### [PAGE EXCERPT]

* * *

### Art. XLV.—Preferential Voting in Single-member Constituencies, with Special Reference to the Counting of Votes.

[Read before the Wellington Philosophical Society, 24th September, 1913.]

This subject was so fully discussed in October, 1882, by Professor E. J. Nanson, of Melbourne University, in a paper on “Methods of Election,” read before the Royal Society of Victoria, that some apology seems to be necessary for discussing it again. But if an interval of thirty years is not in itself a sufficient reason for a restatement of the arguments then used, I may be pardoned for saying that, absolutely conclusive as Professor Nanson's arguments were, the method of counting the votes proposed by him was so cumbrous as to deter the ordinary politician from giving the case set forth in the paper the attention it deserved.

* * *

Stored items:
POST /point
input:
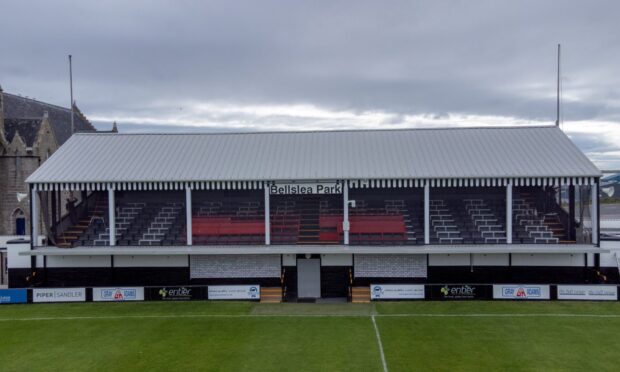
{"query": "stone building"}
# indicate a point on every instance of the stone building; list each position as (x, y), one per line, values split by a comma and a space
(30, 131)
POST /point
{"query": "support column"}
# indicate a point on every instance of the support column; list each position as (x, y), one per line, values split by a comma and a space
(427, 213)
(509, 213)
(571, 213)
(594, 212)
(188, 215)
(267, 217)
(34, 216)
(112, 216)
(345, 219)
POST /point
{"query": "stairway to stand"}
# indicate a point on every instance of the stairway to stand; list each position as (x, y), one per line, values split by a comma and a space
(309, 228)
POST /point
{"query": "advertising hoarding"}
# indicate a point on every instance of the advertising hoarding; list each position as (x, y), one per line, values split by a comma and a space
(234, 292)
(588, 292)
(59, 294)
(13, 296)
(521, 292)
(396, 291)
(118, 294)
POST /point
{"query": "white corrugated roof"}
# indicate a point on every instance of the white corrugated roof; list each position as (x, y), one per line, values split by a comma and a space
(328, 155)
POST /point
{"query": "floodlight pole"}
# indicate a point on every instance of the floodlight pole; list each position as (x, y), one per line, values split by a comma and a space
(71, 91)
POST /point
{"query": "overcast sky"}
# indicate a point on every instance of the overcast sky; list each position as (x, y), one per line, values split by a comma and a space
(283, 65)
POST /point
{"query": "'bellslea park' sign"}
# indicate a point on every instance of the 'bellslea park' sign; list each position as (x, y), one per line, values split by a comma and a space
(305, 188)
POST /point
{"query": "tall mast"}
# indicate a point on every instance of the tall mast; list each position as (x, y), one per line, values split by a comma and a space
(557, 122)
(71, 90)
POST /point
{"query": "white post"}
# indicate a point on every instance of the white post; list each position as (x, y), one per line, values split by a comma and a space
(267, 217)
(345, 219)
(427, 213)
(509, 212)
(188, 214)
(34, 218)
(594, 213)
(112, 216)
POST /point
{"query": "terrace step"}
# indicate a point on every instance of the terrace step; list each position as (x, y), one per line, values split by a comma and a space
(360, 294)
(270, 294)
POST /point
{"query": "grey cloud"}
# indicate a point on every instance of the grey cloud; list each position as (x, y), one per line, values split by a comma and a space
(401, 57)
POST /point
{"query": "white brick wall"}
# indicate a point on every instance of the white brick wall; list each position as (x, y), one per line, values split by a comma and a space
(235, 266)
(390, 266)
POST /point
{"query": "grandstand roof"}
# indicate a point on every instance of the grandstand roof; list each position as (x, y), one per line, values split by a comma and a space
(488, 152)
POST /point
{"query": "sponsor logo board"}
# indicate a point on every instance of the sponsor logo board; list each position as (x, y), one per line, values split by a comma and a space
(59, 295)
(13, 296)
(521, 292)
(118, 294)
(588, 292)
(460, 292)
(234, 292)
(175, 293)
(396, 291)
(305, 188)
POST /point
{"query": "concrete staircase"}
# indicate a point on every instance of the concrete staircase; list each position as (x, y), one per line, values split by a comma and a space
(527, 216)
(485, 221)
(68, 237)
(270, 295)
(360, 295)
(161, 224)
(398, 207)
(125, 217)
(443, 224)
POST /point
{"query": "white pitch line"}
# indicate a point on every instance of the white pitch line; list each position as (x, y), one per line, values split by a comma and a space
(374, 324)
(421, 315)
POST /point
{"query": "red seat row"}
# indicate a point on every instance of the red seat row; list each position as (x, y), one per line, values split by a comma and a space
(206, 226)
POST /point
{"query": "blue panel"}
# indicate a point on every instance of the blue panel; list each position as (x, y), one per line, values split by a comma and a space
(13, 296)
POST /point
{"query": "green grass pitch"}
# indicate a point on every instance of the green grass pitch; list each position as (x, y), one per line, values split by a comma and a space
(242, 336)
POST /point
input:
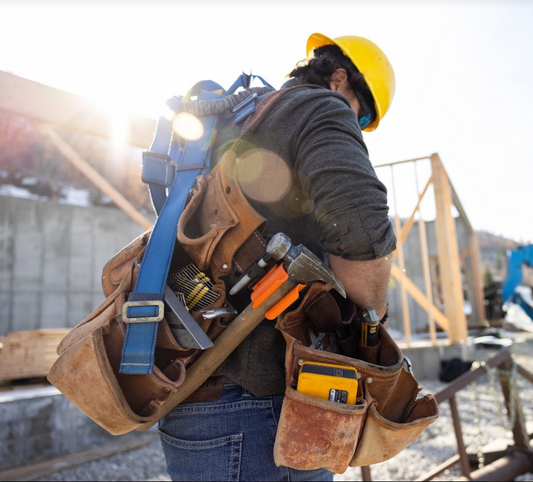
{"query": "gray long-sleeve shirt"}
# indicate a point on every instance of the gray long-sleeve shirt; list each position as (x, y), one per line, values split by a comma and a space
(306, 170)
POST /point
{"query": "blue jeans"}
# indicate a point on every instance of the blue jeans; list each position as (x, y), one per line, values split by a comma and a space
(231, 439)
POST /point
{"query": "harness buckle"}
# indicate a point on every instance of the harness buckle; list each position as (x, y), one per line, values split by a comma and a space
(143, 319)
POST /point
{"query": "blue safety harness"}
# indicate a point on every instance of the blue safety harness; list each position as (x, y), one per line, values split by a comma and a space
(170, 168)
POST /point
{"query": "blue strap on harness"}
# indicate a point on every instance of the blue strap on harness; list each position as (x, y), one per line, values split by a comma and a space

* * *

### [OBJECTIVE]
Answer these questions from the preferential voting paper:
1. Before which society was the paper read, and on what date?
2. Under what title did Professor E. J. Nanson present his paper to the Royal Society of Victoria?
3. How does the author describe the method of counting votes that Nanson proposed?
The records were taken from a separate source.

### [COMPLETED EXERCISE]
1. The Wellington Philosophical Society, on 24th September, 1913.
2. "Methods of Election."
3. As so cumbrous that it deterred the ordinary politician from giving the case the attention it deserved.